Input data –
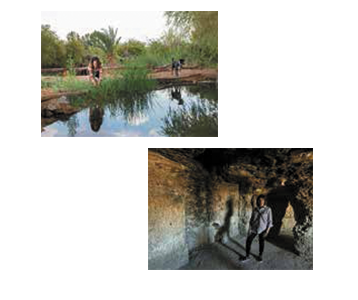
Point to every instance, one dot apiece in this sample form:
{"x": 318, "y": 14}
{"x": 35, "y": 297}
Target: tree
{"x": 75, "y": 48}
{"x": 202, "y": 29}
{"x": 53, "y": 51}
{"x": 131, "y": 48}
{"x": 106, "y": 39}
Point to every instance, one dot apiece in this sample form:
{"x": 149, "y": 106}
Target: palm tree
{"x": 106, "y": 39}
* * *
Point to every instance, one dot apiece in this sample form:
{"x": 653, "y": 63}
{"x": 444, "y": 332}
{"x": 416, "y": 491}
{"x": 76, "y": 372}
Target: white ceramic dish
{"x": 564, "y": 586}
...
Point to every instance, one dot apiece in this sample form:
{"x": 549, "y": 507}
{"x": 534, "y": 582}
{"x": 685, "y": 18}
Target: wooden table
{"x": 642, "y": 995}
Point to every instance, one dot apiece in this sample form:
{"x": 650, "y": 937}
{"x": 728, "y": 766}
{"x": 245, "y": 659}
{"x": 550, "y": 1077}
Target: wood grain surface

Assigned task –
Could you return exactly the stretch of the data above that starts at the line with "Target: wooden table" and ends at the line with "Target: wood grain surface", both lines included?

Result for this task –
Target: wooden table
{"x": 642, "y": 995}
Point to every instance, one dot apiece in this sample form:
{"x": 650, "y": 937}
{"x": 728, "y": 766}
{"x": 245, "y": 659}
{"x": 550, "y": 1077}
Target: wood grain surface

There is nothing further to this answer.